Friday, August 26, 2011

"For Real" School

Well, the first week of "real school" is over.  Week One was great, exhausting, overwhelming, but Week Two was the real deal.  We actually started learning stuff.  I am happy to say that I now know all of my students' names, which means I can officially call on them at random and catch them off guard.  This is a good thing, mostly because some of my sweet kiddos are still in summer mode and have absolutely no desire to pay attention.  Now don't get me wrong, my students are awesome.  But I did have a student say this to me this week after I asked them to copy FOUR QUESTIONS off of the board:

Me: "Now guys, you need to be writing this down.  We are going to ask these questions throughout the year, when we discuss the different books we are reading."
Students: "You mean we have to write in here?!"
Me: "Well, yes, actually, this is English class.  We definitely write in here."
Student: "Well then I hate English."

Ok, bro, but you still have to copy this down.  What I learned from this is not necessarily negative.  I was immediately annoyed at this situation, obviously.  I mean, how hard is it to write down four sentences?  I typed them, plus two pages of notes that I GAVE you, so you wouldn't have to take notes.  While it was frustrating for me to see how little work some students were willing to do, it also spoke volumes to me about the type of student we are educating today.  Kids don't have to write in real life anymore.  They type into a computer.  If they really need to know something, they don't look it up in a book, or take notes, or even make copies of pages anymore.  They Google it.  I mean, who am I kidding?  I Googled subordinating clauses today to get a complete list.  They really have no real world context for taking notes that is non-academic.  This doesn't leave me much of a leg to stand on as far as answering "so what" questions from kids.

However, there is one great reason to take notes and focus in school and, in general, to be a good student.  There's a great quote I read this week that said "The most valuable result of all education is the ability to do what one ought to do, when he ought to do it, whether he likes it or not."  What a true statement.  No, what we want to do is not always what we'd like to do.  I would like to not grade papers when I get home from school, but that is already proving to be an impossible dream.  That kid in my class would like to not take notes, but then he would also probably never retain anything I taught this year.  We learn a lot of specific skills and specialized information in school, but the most important, and most lasting, lesson we learn is to do what we don't want to do when it needs to be done.  So get ready to write, kids.  Because we are going to do some learning this year.
================================
WHAT YOU NEED TO DO ▸
**A)** Decide whether each statement agrees with the post on the second week of school, answering yes or no and quoting the words that settle it: (i) The teacher knows every student's name. (ii) The teacher wrote the two pages of notes by hand. (iii) The teacher used Google to find a list of subordinating clauses.
**B)** Summarize the post on the second week of school in two sentences.
**C)** In the post on the second week of school, how many questions did the teacher ask the students to copy off the board?

DATA SHOWN ▸
================================
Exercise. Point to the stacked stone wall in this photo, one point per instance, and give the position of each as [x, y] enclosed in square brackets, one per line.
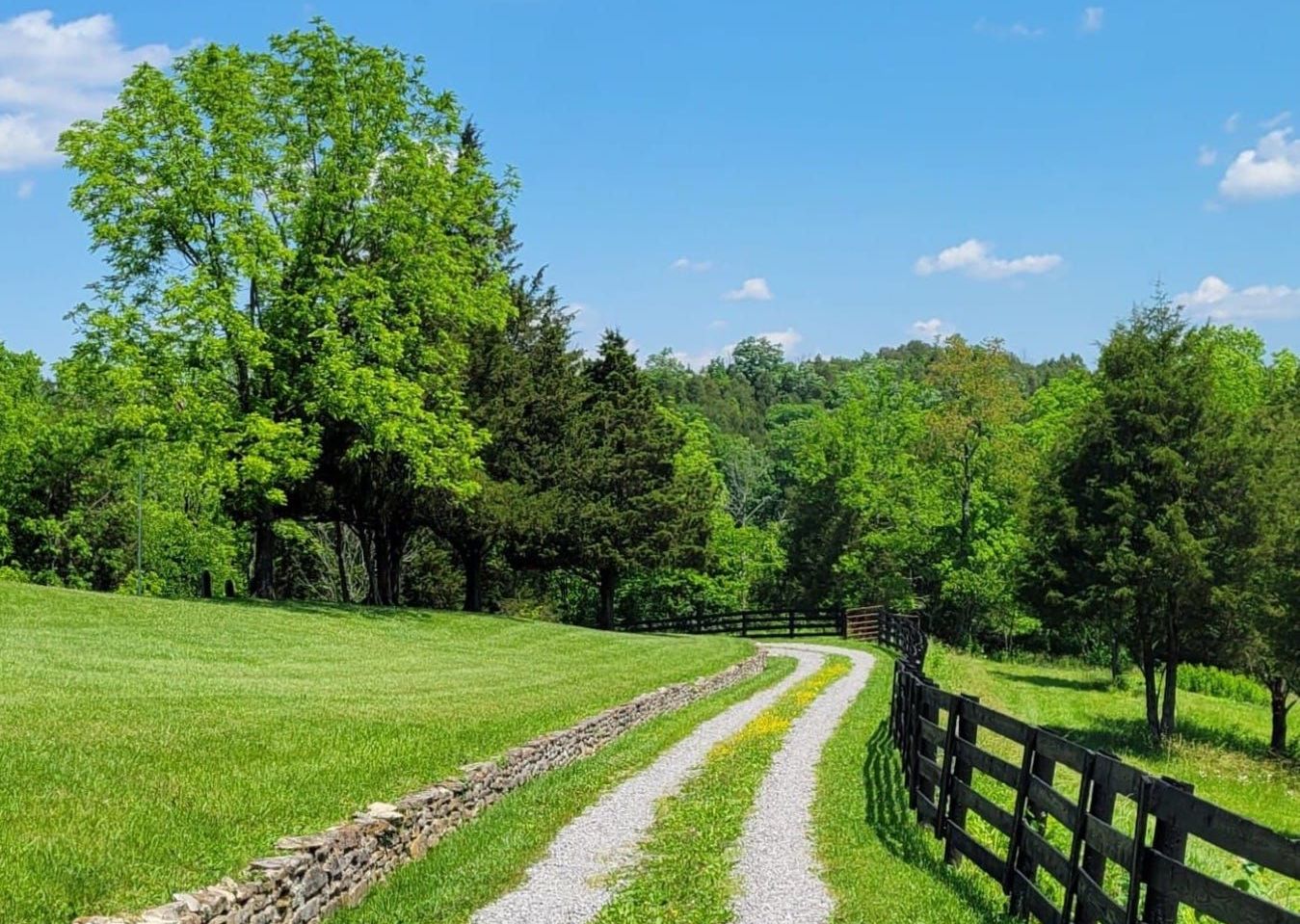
[317, 874]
================================
WRITTEN RESPONSES ▸
**A)**
(i) Yes: "I now know all of my students' names"
(ii) No: "I typed them, plus two pages of notes that I GAVE you"
(iii) Yes: "I Googled subordinating clauses today to get a complete list."

**B)** In Week Two the teacher's class started learning, but one student said he hated English after being told to copy four questions off the board. The teacher was annoyed and saw that students no longer write or take notes in real life, but decided that school's most lasting lesson is doing what needs to be done even when one doesn't want to.

**C)** Four questions.